[WHAT YOU NEED TO DO]
Beginning with the line that contains "Target: neighboring house roof", extract each line through the end of the listing below, with no additions or omissions.

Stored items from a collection

....

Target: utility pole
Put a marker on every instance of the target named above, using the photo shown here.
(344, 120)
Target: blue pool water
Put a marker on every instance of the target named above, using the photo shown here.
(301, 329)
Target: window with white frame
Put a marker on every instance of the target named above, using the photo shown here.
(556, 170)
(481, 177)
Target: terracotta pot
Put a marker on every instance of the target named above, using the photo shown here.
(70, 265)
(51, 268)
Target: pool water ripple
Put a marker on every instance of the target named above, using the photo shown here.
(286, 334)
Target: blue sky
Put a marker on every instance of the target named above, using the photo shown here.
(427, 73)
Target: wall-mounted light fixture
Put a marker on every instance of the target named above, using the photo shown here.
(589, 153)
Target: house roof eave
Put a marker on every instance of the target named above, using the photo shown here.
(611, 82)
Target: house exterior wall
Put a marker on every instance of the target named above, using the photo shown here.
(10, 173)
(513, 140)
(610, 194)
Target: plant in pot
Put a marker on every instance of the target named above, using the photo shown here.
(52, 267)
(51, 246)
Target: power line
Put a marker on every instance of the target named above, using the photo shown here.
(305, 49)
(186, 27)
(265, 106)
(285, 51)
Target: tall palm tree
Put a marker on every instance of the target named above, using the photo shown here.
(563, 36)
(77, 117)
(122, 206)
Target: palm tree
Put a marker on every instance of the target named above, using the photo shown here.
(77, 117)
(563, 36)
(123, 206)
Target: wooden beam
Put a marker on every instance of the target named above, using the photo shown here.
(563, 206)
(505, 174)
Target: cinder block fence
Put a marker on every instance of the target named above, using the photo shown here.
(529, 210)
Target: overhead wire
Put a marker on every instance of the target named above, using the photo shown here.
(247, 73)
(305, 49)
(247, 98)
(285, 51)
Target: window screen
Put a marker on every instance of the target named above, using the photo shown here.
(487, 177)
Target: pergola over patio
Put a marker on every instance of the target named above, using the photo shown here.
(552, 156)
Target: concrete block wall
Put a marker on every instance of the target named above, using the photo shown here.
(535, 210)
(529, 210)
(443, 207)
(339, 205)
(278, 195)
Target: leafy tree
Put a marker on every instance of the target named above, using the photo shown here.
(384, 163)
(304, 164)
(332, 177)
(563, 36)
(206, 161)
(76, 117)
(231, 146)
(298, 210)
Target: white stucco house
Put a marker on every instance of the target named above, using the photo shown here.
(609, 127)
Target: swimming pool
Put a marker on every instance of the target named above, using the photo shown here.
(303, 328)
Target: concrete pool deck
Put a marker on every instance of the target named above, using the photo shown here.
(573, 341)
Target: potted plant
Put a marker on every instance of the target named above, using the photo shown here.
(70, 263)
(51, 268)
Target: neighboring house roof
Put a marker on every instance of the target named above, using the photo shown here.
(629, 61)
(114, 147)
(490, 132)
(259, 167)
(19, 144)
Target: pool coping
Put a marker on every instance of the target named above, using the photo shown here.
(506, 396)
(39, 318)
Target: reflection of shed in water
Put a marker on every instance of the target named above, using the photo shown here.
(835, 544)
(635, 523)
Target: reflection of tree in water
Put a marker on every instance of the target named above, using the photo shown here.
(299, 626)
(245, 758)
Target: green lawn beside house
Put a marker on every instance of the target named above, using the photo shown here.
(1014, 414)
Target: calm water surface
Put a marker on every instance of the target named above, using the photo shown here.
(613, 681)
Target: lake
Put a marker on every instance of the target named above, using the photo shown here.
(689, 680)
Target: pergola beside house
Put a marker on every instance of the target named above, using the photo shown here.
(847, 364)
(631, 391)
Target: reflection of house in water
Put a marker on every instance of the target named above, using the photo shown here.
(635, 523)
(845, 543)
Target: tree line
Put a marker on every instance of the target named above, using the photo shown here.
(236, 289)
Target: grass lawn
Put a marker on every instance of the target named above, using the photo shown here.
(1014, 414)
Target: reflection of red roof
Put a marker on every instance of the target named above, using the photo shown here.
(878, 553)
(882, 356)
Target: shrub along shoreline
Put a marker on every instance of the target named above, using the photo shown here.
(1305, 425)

....

[OUTPUT FOR THIS TASK]
Target: neighboring house roof
Put a marker on every instance of the target named above, using the photo shown here.
(629, 61)
(114, 147)
(490, 132)
(259, 167)
(19, 144)
Target: pool coping
Put a marker on every instance of the target named above, using the photo shown here.
(506, 396)
(39, 318)
Target: reflection of shed in water
Put a marker on every instance of the target named above, using the photo shown here.
(835, 544)
(635, 523)
Target: reflection of tree in water
Put a marker on every instance of the target named above, using the photo shown here.
(299, 626)
(245, 758)
Target: green lawn beside house
Put a marker on every instance of the target named above, using the photo shown here.
(1014, 414)
Target: calm water surface
Put a marker on every instance of the target named above, using the photo shown here.
(613, 681)
Target: lake
Put a marker on every instance of the target named above, using the photo shown here.
(689, 680)
Target: pergola beside house
Put a marker on every instance of the target named above, using the photo shown here.
(847, 364)
(631, 391)
Target: reflection of house in water
Put a marker on every instance of the target named above, using the photo shown here.
(635, 523)
(845, 543)
Target: tree line
Put a marker on every instance of the target named above, using the photo shown here.
(236, 289)
Target: grass lawn
Put a marker on every instance of the target named above, using the photo shown here.
(1014, 414)
Target: reflection of red roof
Put a marker on every instance of the target named above, using the photo shown here.
(878, 553)
(882, 356)
Target: shrub along shoreline
Put a marker on every instance of the target named above, using the photo shown here.
(1305, 425)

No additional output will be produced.